··· Extracted information
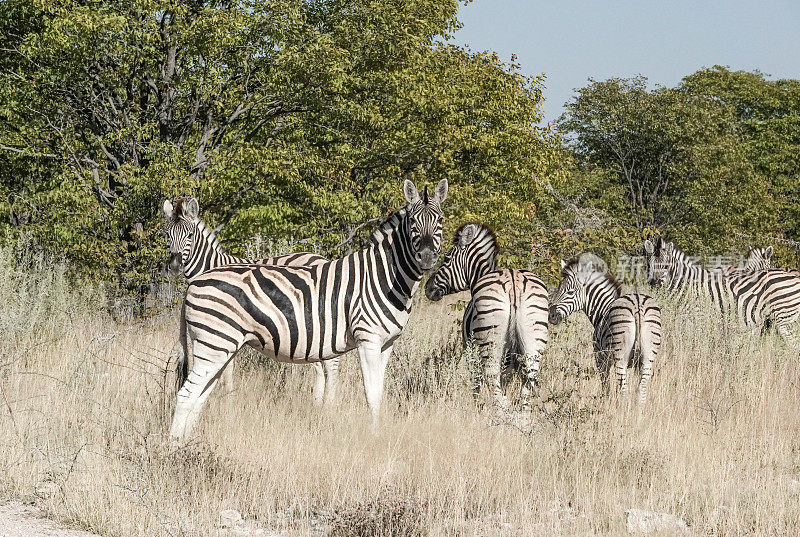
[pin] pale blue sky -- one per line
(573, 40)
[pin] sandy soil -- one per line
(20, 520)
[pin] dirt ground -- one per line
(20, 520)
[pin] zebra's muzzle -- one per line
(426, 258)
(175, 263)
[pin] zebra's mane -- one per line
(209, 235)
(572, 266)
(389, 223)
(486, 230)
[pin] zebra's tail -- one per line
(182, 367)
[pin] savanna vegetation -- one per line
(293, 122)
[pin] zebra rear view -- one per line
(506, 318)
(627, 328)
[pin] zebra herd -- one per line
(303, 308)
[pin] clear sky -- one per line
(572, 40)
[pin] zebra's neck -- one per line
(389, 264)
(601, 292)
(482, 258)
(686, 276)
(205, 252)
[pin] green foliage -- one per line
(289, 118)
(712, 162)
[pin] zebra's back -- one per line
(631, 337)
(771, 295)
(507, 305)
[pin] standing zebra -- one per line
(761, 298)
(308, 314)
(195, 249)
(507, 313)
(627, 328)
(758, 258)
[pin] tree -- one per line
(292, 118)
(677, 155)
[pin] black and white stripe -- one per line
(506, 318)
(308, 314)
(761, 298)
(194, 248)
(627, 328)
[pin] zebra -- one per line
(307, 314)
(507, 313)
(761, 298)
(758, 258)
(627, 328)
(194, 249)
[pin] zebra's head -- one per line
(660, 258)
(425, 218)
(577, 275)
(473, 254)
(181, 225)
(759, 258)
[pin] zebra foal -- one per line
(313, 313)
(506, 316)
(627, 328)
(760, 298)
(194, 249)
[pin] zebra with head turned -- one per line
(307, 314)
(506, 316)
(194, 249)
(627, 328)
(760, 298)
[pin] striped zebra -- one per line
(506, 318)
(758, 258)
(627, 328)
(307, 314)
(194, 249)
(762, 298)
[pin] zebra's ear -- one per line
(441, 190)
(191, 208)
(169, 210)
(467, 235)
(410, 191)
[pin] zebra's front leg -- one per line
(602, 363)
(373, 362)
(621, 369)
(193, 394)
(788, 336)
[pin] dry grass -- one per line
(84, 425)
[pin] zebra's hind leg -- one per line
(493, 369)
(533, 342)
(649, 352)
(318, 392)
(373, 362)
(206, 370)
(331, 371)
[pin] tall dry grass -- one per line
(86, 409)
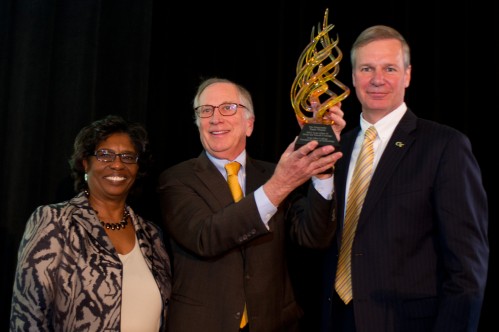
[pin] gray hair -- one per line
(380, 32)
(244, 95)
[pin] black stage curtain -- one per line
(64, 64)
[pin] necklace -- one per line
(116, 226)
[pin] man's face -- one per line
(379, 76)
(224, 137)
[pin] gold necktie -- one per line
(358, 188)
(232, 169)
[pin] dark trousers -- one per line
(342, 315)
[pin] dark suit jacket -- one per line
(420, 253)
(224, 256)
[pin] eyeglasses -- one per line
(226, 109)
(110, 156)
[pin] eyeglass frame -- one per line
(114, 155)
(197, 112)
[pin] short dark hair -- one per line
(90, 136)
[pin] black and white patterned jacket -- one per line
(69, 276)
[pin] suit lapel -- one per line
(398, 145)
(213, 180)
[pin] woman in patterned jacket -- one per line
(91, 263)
······
**What you need to do**
Copy every line of the rows above, starting at the line that contains "[pin] black and white patterned" and continuing through the last line.

**Written solution**
[pin] black and white patterned jacket -- one per line
(69, 276)
[pin] suit lapel -- one per line
(398, 145)
(213, 180)
[pin] woman in patterned jacket -- one per line
(91, 263)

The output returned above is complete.